Riscrivi queste righe sostituendo "Query string" con "Search term" in tutti i record, lasciando invariato tutto il resto. Ometti le immagini dalla risposta.
>>>
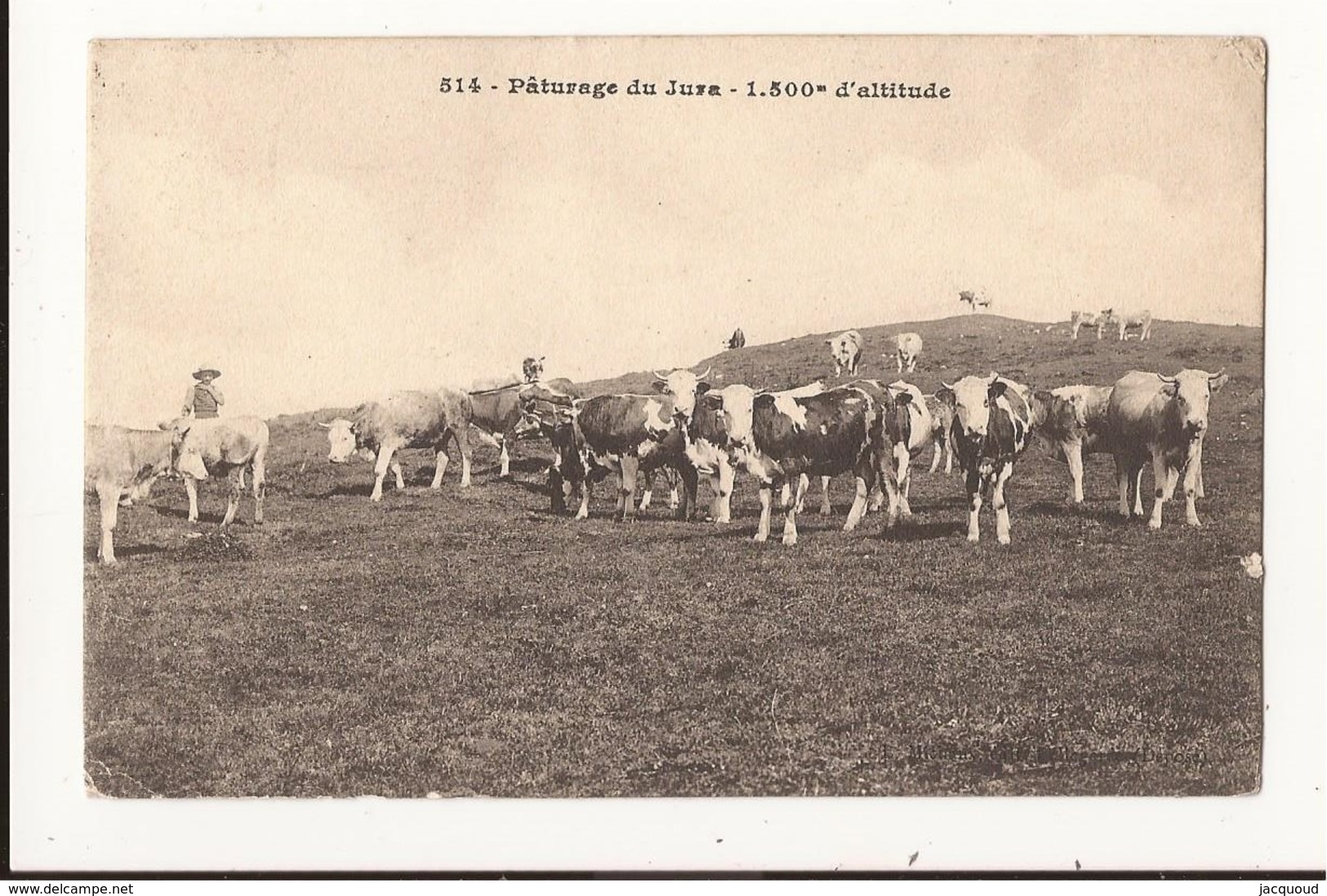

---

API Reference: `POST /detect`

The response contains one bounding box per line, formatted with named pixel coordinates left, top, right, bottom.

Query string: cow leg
left=1184, top=442, right=1202, bottom=526
left=843, top=470, right=875, bottom=533
left=251, top=446, right=267, bottom=526
left=452, top=426, right=470, bottom=488
left=1062, top=439, right=1083, bottom=505
left=964, top=470, right=985, bottom=544
left=221, top=467, right=244, bottom=526
left=673, top=463, right=701, bottom=522
left=618, top=454, right=641, bottom=523
left=429, top=444, right=452, bottom=488
left=1148, top=452, right=1177, bottom=528
left=97, top=482, right=119, bottom=563
left=714, top=461, right=737, bottom=523
left=185, top=475, right=198, bottom=523
left=369, top=442, right=405, bottom=501
left=755, top=480, right=790, bottom=542
left=991, top=463, right=1014, bottom=544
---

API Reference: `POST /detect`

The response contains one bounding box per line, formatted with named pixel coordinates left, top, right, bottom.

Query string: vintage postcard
left=87, top=38, right=1265, bottom=798
left=7, top=19, right=1316, bottom=867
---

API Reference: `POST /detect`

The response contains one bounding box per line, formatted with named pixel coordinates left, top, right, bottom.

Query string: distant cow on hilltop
left=958, top=289, right=991, bottom=314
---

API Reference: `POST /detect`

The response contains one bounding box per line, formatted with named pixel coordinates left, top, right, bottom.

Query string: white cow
left=826, top=329, right=862, bottom=377
left=1107, top=369, right=1229, bottom=529
left=885, top=333, right=921, bottom=373
left=1098, top=308, right=1152, bottom=342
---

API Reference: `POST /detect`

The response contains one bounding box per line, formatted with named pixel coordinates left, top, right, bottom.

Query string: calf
left=1106, top=369, right=1229, bottom=529
left=1070, top=310, right=1104, bottom=340
left=83, top=420, right=197, bottom=563
left=1032, top=386, right=1111, bottom=505
left=1098, top=308, right=1152, bottom=342
left=826, top=329, right=862, bottom=377
left=936, top=373, right=1038, bottom=544
left=321, top=389, right=474, bottom=501
left=885, top=333, right=921, bottom=373
left=738, top=385, right=881, bottom=544
left=176, top=417, right=269, bottom=526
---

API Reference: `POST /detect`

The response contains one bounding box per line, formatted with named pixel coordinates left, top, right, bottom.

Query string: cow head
left=520, top=356, right=544, bottom=382
left=1157, top=370, right=1230, bottom=439
left=936, top=373, right=1009, bottom=441
left=318, top=417, right=359, bottom=463
left=654, top=367, right=714, bottom=422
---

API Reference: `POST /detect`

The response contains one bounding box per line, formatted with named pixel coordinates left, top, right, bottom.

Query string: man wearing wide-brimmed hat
left=183, top=363, right=225, bottom=420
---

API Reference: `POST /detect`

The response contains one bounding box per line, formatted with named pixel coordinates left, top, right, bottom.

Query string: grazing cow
left=176, top=417, right=271, bottom=526
left=563, top=369, right=710, bottom=520
left=739, top=385, right=881, bottom=544
left=924, top=395, right=954, bottom=475
left=879, top=380, right=940, bottom=527
left=1098, top=308, right=1152, bottom=342
left=470, top=382, right=531, bottom=478
left=1106, top=369, right=1230, bottom=528
left=826, top=329, right=862, bottom=377
left=83, top=420, right=194, bottom=563
left=320, top=389, right=474, bottom=501
left=885, top=333, right=921, bottom=373
left=958, top=289, right=991, bottom=314
left=686, top=381, right=824, bottom=523
left=1070, top=310, right=1106, bottom=340
left=1032, top=385, right=1111, bottom=505
left=936, top=373, right=1038, bottom=544
left=520, top=354, right=545, bottom=382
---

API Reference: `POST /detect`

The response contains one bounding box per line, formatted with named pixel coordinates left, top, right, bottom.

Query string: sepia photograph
left=83, top=38, right=1266, bottom=798
left=6, top=0, right=1327, bottom=876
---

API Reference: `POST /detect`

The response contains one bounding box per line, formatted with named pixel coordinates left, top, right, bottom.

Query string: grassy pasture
left=83, top=314, right=1262, bottom=796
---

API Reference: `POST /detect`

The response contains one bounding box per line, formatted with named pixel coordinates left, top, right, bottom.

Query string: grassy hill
left=83, top=314, right=1262, bottom=796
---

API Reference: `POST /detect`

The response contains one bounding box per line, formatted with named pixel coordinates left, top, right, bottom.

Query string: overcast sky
left=87, top=38, right=1263, bottom=425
<<<
§ RISPOSTA AL COMPITO:
---

API Reference: `POST /detect`

The response contains one bounding box per line, formatted with named pixel coordinates left, top, right, bottom.

Search term: cow leg
left=1184, top=442, right=1202, bottom=526
left=843, top=470, right=875, bottom=533
left=251, top=446, right=267, bottom=526
left=452, top=426, right=470, bottom=488
left=1062, top=439, right=1083, bottom=505
left=964, top=470, right=985, bottom=544
left=221, top=467, right=244, bottom=526
left=673, top=463, right=701, bottom=522
left=618, top=454, right=641, bottom=523
left=429, top=444, right=452, bottom=488
left=1148, top=452, right=1177, bottom=528
left=97, top=482, right=119, bottom=563
left=714, top=461, right=737, bottom=523
left=185, top=475, right=198, bottom=523
left=369, top=442, right=405, bottom=501
left=755, top=480, right=790, bottom=542
left=991, top=463, right=1014, bottom=544
---

API Reference: `POST /detect`

The response contains one bounding box per line, formatted with named pixel coordinates left, top, right, bottom.

Search term: vintage postcard
left=87, top=38, right=1265, bottom=798
left=7, top=19, right=1316, bottom=867
---

API Reference: `POST /detect`

The response contains one bounding box per line, formatted with named pixel coordinates left, top, right, bottom.

Search term: distant cow on hilltop
left=958, top=289, right=991, bottom=314
---

API Reference: `POST /detect`

The response contains one bounding box per line, formatted with named pixel coordinates left, top, right, bottom.

Search term: white cow
left=826, top=329, right=862, bottom=377
left=1107, top=369, right=1229, bottom=529
left=885, top=333, right=921, bottom=373
left=1098, top=308, right=1152, bottom=342
---

API Reference: `POST /detect`

The response contains one bounding box per line, formatted with named pixel coordinates left, top, right, bottom.

Search term: calf
left=1106, top=369, right=1229, bottom=529
left=1070, top=310, right=1104, bottom=340
left=83, top=420, right=197, bottom=563
left=1032, top=386, right=1111, bottom=505
left=1098, top=308, right=1152, bottom=342
left=826, top=329, right=862, bottom=377
left=936, top=373, right=1038, bottom=544
left=321, top=389, right=474, bottom=501
left=885, top=333, right=921, bottom=373
left=738, top=385, right=881, bottom=544
left=176, top=417, right=269, bottom=526
---

API Reference: `POST /detect`

The response contains one bounding box per line, formatted with named pixel coordinates left, top, right, bottom.

Search term: cow head
left=520, top=356, right=544, bottom=382
left=1157, top=370, right=1230, bottom=439
left=936, top=373, right=1009, bottom=441
left=318, top=417, right=359, bottom=463
left=654, top=367, right=714, bottom=422
---

API Reference: `POST /detect`

The response contains one bounding box per line, formatted with named pixel coordinates left, top, right, bottom.

Search term: man wearing wide-brimmed hat
left=183, top=363, right=225, bottom=420
---

API Reference: `POST /detect`

The response contains one bounding box per line, formatted with named pixel coordinates left, top, right, bottom.

Search term: grazing cow
left=176, top=417, right=271, bottom=526
left=563, top=369, right=710, bottom=520
left=739, top=385, right=881, bottom=544
left=924, top=395, right=954, bottom=475
left=879, top=380, right=940, bottom=527
left=1098, top=308, right=1152, bottom=342
left=470, top=382, right=531, bottom=478
left=1106, top=369, right=1230, bottom=528
left=826, top=329, right=862, bottom=377
left=83, top=420, right=194, bottom=563
left=320, top=389, right=474, bottom=501
left=885, top=333, right=921, bottom=373
left=958, top=289, right=991, bottom=314
left=686, top=381, right=824, bottom=523
left=1070, top=310, right=1106, bottom=340
left=1032, top=385, right=1111, bottom=505
left=936, top=373, right=1038, bottom=544
left=520, top=354, right=545, bottom=382
---

API Reference: `POST /detect`

The response contains one bounding box per line, formatted with named pixel coordinates left, top, right, bottom.

Search term: sepia photograph
left=83, top=38, right=1266, bottom=798
left=6, top=0, right=1327, bottom=876
---

API Reference: `POST /detect`

The response contains one bounding box per line, formatted with named pixel coordinates left, top, right, bottom.

Search term: grassy pasture
left=83, top=314, right=1262, bottom=796
---

API Reference: `POST /detect`

The response contains one bounding box per line, formatted with named pixel coordinates left, top, right, bottom.

Search term: grassy hill
left=83, top=314, right=1262, bottom=796
---

API Reference: `POST /detect`

The response contains one bounding box per line, formatted with named pixel coordinates left, top, right, bottom.

Search term: overcast sky
left=87, top=38, right=1263, bottom=425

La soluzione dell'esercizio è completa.